Stored data entries
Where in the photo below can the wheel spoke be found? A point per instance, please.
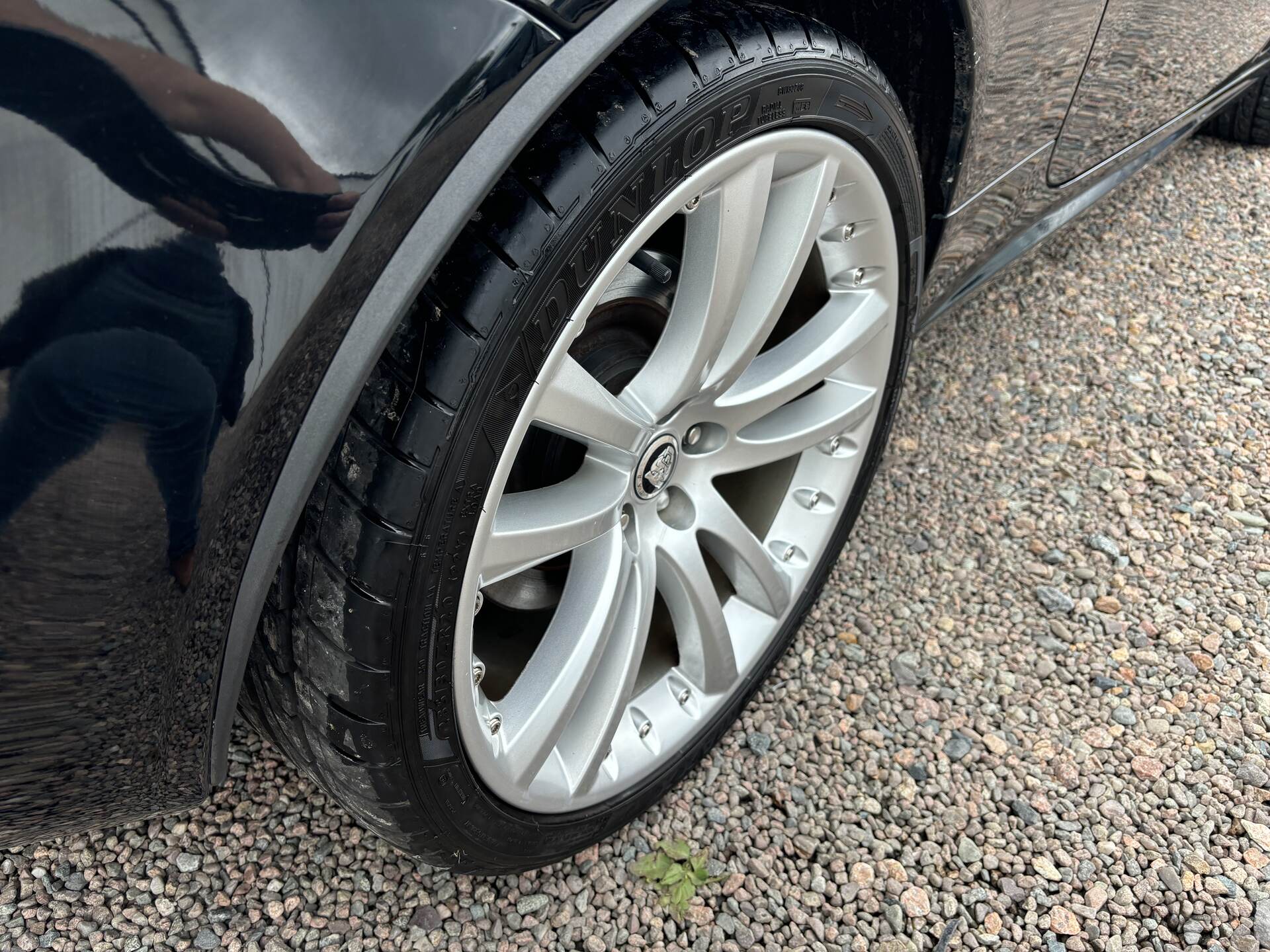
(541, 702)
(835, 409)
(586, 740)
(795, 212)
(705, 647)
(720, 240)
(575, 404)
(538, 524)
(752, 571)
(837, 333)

...

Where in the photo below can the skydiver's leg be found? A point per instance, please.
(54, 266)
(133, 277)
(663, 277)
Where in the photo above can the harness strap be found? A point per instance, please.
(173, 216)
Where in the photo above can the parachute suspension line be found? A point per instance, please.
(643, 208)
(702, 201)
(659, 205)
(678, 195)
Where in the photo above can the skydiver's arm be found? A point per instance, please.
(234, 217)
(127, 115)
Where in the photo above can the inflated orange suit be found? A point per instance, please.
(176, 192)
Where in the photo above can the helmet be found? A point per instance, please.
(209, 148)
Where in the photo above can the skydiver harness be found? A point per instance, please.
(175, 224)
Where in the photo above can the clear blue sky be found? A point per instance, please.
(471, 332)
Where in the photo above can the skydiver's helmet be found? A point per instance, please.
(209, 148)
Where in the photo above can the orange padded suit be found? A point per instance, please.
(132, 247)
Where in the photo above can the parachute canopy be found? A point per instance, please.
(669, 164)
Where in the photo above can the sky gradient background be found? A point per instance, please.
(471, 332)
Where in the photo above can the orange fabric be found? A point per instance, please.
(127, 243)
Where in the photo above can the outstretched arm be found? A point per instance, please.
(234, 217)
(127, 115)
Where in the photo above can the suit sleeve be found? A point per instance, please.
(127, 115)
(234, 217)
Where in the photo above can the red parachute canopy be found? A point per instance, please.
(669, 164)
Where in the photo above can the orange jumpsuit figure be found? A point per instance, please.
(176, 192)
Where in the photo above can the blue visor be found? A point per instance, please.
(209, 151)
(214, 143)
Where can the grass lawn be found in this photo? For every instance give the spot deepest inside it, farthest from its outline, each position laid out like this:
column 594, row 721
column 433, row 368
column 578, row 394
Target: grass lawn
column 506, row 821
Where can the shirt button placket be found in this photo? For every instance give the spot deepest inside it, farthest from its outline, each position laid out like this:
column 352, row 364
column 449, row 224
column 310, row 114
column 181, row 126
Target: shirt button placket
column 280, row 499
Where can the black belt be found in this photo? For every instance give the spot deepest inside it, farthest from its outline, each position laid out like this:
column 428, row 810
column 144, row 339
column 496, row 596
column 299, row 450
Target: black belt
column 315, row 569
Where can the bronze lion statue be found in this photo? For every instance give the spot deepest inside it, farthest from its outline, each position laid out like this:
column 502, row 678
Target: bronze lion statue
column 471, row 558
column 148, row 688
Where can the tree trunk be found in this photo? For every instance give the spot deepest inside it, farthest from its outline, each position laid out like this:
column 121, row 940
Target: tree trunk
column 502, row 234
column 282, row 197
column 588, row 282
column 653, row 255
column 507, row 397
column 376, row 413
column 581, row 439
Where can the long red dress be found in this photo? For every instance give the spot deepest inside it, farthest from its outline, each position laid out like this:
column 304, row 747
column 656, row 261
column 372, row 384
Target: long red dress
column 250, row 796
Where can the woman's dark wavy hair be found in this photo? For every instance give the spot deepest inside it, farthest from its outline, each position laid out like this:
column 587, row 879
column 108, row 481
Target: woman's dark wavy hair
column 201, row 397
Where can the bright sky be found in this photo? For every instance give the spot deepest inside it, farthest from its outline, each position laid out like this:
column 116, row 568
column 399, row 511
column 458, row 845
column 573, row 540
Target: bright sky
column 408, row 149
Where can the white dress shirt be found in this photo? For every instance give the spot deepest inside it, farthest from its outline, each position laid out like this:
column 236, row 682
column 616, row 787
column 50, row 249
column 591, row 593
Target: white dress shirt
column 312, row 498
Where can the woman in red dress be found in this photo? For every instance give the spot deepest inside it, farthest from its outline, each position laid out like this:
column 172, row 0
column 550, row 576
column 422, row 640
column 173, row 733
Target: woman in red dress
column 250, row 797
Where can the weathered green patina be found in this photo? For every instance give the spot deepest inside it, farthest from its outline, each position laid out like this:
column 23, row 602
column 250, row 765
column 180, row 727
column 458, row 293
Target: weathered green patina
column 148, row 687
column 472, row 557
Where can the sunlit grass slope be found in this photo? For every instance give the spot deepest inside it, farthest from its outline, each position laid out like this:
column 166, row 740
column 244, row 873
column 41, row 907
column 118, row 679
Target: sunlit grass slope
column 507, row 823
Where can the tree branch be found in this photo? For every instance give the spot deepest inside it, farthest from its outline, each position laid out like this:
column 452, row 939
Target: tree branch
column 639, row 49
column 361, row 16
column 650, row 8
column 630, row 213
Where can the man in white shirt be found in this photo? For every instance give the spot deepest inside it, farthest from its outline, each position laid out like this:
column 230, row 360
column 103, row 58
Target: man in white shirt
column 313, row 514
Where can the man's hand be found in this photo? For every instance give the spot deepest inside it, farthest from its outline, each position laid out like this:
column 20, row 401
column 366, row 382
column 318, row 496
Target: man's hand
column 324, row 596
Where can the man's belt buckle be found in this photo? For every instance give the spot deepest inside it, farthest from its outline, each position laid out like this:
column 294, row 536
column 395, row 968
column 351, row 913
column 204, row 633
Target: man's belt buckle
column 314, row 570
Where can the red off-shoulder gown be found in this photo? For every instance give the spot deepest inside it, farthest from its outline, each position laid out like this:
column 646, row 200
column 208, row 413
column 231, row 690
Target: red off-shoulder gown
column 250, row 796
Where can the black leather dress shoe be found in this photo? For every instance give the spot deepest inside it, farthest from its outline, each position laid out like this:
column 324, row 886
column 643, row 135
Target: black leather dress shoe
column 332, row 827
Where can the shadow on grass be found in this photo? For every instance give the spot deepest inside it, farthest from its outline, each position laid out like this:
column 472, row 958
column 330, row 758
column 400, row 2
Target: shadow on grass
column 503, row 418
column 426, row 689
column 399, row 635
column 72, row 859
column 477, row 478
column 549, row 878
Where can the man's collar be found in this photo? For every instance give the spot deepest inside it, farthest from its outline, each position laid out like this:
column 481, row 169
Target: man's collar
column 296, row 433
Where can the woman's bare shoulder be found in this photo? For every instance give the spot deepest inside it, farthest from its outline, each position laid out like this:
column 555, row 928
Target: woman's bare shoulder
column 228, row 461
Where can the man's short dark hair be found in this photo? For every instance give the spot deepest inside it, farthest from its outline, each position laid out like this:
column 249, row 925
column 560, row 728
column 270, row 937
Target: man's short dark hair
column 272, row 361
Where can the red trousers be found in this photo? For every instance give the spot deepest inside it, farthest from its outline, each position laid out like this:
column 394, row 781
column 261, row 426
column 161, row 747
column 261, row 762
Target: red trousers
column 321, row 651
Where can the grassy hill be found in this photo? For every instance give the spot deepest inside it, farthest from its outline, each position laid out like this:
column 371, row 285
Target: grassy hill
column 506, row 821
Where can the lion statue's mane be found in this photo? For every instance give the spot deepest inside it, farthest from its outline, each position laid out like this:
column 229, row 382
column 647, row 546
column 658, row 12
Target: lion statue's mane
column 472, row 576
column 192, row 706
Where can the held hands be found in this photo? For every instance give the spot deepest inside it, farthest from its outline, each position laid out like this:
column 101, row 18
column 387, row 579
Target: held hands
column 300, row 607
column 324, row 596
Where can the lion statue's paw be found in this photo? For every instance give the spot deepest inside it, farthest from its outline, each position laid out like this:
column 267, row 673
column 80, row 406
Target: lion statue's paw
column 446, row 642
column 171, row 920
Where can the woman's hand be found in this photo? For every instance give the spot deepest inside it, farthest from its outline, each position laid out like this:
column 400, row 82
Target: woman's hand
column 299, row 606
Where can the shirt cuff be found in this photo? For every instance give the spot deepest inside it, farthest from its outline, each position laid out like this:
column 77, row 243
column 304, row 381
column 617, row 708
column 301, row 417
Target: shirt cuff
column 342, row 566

---

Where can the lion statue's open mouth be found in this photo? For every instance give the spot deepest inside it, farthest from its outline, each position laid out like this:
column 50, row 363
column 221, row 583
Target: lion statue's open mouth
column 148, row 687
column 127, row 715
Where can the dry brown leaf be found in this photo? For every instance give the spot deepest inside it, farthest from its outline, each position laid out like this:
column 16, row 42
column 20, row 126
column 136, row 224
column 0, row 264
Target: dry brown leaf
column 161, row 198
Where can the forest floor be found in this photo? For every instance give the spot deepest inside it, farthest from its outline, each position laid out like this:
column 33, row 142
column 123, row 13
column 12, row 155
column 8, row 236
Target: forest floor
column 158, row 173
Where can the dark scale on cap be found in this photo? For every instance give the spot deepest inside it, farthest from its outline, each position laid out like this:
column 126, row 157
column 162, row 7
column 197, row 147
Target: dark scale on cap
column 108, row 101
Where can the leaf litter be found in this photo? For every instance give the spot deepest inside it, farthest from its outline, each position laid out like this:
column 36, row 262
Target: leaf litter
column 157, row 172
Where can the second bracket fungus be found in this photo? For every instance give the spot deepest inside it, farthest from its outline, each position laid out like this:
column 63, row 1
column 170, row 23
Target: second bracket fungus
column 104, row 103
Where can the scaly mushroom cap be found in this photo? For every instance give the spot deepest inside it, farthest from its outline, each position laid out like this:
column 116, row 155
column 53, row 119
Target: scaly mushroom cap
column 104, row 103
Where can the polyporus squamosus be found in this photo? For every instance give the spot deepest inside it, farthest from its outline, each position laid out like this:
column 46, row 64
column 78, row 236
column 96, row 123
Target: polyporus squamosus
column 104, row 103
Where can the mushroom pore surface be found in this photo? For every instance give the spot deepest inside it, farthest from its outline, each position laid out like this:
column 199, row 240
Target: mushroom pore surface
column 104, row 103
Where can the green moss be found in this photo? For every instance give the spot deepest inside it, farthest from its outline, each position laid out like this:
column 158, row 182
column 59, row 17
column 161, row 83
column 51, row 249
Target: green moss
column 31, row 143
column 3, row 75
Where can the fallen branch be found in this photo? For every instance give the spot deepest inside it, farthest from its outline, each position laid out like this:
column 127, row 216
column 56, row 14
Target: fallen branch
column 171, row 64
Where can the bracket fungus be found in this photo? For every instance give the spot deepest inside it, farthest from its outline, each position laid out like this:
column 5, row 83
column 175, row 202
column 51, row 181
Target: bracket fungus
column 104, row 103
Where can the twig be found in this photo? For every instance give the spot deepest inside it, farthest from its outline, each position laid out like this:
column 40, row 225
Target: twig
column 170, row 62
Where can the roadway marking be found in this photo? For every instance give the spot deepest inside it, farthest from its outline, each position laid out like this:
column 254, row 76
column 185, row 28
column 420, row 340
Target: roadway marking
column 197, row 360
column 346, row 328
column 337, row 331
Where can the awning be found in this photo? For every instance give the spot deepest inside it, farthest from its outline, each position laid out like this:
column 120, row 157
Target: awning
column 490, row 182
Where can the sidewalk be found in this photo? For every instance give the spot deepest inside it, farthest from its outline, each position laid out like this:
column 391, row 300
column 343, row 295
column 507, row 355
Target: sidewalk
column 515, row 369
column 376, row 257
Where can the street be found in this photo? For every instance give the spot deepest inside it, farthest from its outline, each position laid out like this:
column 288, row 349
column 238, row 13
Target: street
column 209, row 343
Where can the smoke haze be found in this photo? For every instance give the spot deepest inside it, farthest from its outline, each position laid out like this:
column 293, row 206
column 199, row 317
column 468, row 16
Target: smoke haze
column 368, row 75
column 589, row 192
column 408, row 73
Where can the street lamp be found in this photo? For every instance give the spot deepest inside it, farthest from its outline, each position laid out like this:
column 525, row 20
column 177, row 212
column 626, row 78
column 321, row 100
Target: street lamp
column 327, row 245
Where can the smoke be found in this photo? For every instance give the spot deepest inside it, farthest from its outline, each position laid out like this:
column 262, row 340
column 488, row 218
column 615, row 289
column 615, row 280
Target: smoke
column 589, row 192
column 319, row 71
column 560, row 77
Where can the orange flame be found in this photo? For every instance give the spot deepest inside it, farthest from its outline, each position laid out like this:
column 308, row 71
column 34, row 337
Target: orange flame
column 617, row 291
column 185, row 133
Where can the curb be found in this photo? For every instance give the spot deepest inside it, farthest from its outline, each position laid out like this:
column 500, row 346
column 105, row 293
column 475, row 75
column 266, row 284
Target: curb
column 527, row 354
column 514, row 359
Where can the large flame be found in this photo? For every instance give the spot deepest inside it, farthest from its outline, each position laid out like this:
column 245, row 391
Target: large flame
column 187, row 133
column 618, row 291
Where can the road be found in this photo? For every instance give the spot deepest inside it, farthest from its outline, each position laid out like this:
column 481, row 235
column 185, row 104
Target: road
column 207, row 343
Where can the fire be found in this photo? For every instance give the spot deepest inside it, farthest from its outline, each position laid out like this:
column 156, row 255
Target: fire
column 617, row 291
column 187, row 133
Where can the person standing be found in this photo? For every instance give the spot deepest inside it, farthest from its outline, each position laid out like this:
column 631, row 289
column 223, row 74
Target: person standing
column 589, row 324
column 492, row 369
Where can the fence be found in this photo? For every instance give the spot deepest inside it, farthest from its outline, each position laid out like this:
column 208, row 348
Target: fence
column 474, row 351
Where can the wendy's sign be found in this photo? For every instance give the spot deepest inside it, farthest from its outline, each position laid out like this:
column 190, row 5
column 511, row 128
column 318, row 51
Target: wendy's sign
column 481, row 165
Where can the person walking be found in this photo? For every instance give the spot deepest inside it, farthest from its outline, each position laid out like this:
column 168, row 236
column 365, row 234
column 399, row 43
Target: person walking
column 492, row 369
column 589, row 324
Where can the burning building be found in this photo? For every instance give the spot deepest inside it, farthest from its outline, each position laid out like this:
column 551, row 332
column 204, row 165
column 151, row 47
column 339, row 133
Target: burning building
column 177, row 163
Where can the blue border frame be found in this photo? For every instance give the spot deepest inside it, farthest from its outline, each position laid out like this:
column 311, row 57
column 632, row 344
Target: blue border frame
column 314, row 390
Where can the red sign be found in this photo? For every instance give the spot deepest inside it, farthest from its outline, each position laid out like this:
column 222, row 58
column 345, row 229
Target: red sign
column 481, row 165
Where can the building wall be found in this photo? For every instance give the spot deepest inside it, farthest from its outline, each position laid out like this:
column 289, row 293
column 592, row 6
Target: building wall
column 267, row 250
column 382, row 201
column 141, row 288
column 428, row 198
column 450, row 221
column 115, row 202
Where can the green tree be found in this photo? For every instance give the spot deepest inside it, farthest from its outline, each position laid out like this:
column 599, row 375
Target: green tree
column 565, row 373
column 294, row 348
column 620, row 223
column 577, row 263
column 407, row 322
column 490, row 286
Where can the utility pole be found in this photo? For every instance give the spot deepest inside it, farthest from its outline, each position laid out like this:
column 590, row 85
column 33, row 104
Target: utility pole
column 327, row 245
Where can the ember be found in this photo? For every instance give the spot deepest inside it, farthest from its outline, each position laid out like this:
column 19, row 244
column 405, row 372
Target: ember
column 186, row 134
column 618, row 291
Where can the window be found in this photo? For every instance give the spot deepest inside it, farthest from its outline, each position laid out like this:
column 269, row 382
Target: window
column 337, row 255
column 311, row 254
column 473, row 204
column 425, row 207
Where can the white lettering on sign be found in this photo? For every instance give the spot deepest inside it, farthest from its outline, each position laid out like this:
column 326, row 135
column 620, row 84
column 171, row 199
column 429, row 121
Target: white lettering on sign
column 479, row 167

Exercise objective -> Retype exactly the lines above, from the one with "column 643, row 135" through the one with "column 400, row 2", inclusive.

Exercise answer ->
column 643, row 135
Target: black leather dress shoe
column 332, row 827
Where can the shadow on grass be found in this photo? For every instance give the spot deepest inside it, farthest from its outline, each position laid out like this:
column 472, row 958
column 330, row 758
column 400, row 2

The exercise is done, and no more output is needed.